***** Exercise text *****

I called out several issues with the standard or typical example of the OODA loop in my previous post. One particular point was the lack of detail surrounding the Decide phase of the model. While OODA does explore some of the factors involved in the Orient phase that feeds into the Decide phase, it offers minimal elaboration on what is indeed relayed and how it might be reasoned about. Here is where we can augment the OODA loop with another model, one of decision making, referred to as the Recognition-Primed Decision (RPD) model of rapid decision making. The model asserts that individuals assess the situation and generate a plausible course of action (CoA), which is then evaluated using mental simulation. In the original paper, the authors claim that decision-making is primed by how the situation is recognized and not entirely determined by recognition. The model runs counter to the common thinking that individuals employ an analytical model in complex and time-critical operational contexts, in which multiple options are carefully evaluated, weighed up, and compared before choosing a response or action. The analytical model works best with inexperienced individuals, whereas experts employ more of a naturalistic decision-making method that is heuristic, holistic, or intuitive.
In the RPD model, an expert understanding of a situation depends mainly on the goals, cues, expectations, and the typical actions within such situations (prototypical patterns). In the above diagram, I’ve replaced cues with signals and actions with scripts (courses of action). There are three components to the RPD model, the matching component, the diagnose component, and the simulation component. The matching component attempts to identify the current situation from the memory of prototypical situations. If the situation is not recognized, further diagnostics are obtained, and (online) learning is engaged. Here pattern recognition is central to the decision making. A pattern consists of cues, spatial and temporal relationships, cause-and-effect chains, and reflects the operational goals and expectations. The intelligence, or expertise, we commonly hear in mission-critical situations is the extensive knowledge of patterns that make it extremely easy to identify the small but critical states that a system is within or is about to enter. Once a decision, or choice of action script, is made, then a mental simulation of the anticipated consequence is done, and the expected outcome is compared with the goals. Here an effective and efficient mental model of the situation is paramount for a fast and accurate assessment. If the outcome is favorable, the course of action is taken; otherwise, alternative scripts are evaluated. If none of the mapped scripts are found to be acceptable, then further diagnosis is initiated.

*****

- **Problems to solve**:
A: Name the three components of the RPD model given in the passage on the Recognition-Primed Decision model.
B: Carry on the passage on the Recognition-Primed Decision model from its last sentence.
The entries after this passage on the Recognition-Primed Decision model are separate material.

***** Data shown *****

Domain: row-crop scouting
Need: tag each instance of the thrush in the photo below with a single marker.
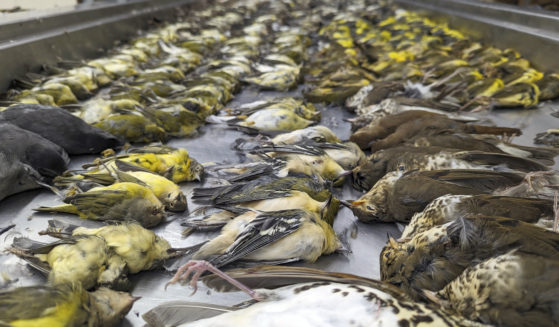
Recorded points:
(448, 208)
(398, 195)
(483, 292)
(306, 298)
(432, 259)
(432, 158)
(486, 143)
(396, 129)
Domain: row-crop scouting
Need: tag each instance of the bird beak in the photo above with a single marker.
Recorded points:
(326, 205)
(393, 242)
(357, 203)
(346, 203)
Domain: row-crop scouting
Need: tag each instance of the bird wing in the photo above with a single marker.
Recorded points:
(270, 277)
(28, 302)
(177, 313)
(289, 148)
(98, 202)
(483, 180)
(263, 230)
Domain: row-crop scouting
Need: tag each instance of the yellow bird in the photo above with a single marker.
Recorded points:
(63, 306)
(120, 201)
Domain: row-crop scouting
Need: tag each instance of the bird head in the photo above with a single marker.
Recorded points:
(109, 307)
(176, 201)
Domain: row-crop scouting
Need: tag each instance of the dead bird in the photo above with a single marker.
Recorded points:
(396, 129)
(398, 195)
(60, 127)
(482, 292)
(432, 259)
(448, 208)
(302, 291)
(433, 158)
(45, 157)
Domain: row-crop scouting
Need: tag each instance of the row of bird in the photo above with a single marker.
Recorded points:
(393, 45)
(466, 195)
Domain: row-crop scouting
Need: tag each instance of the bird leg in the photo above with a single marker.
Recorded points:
(556, 212)
(198, 267)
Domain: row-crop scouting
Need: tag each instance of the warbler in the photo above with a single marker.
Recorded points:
(317, 133)
(64, 306)
(165, 190)
(63, 261)
(121, 201)
(272, 121)
(111, 253)
(172, 163)
(133, 128)
(277, 236)
(303, 291)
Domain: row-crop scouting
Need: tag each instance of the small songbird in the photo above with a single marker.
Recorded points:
(305, 298)
(277, 236)
(483, 292)
(486, 143)
(64, 305)
(172, 163)
(60, 127)
(120, 201)
(317, 133)
(317, 158)
(435, 158)
(164, 189)
(45, 157)
(432, 259)
(448, 208)
(95, 256)
(398, 195)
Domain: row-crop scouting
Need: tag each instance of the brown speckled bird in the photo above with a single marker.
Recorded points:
(399, 128)
(432, 259)
(513, 290)
(398, 195)
(433, 158)
(447, 208)
(306, 297)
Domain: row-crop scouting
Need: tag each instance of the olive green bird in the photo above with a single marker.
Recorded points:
(272, 237)
(95, 256)
(121, 202)
(63, 306)
(432, 259)
(268, 200)
(172, 163)
(316, 157)
(164, 189)
(133, 128)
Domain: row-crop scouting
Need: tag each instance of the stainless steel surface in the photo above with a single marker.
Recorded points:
(534, 33)
(33, 38)
(213, 145)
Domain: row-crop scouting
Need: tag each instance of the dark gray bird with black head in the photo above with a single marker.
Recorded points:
(60, 127)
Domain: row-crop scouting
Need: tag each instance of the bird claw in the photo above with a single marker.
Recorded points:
(198, 267)
(194, 267)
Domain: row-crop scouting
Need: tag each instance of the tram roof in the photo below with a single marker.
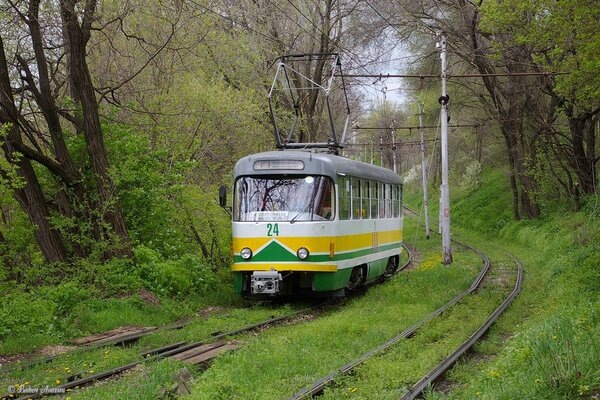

*****

- **Answers below**:
A: The matching component, the diagnose component, and the simulation component.

B:
Most of us can readily recognize the essential aspects of this model in everyday life. Still, it is hard to point out where our current approach to Observability tooling supports complex distributed computing systems. The site reliability engineering (SRE) community’s current emphasis is on data collection, which is far too quickly and irresponsibly relabeled as information or worse knowledge. Acquiring information on a system equates to projecting the system’s future states with much less of a degree of uncertainty. How does a distributed trace, log, or event even come close to addressing such prediction capabilities and capacities? The lens (or model) from which we view the computing world has many an engineer staring down at data and details, seeing trees, more so roots, while being utterly oblivious to the forest, ecosystem, and the nature at play (the dynamics of action). We’re failing at first base.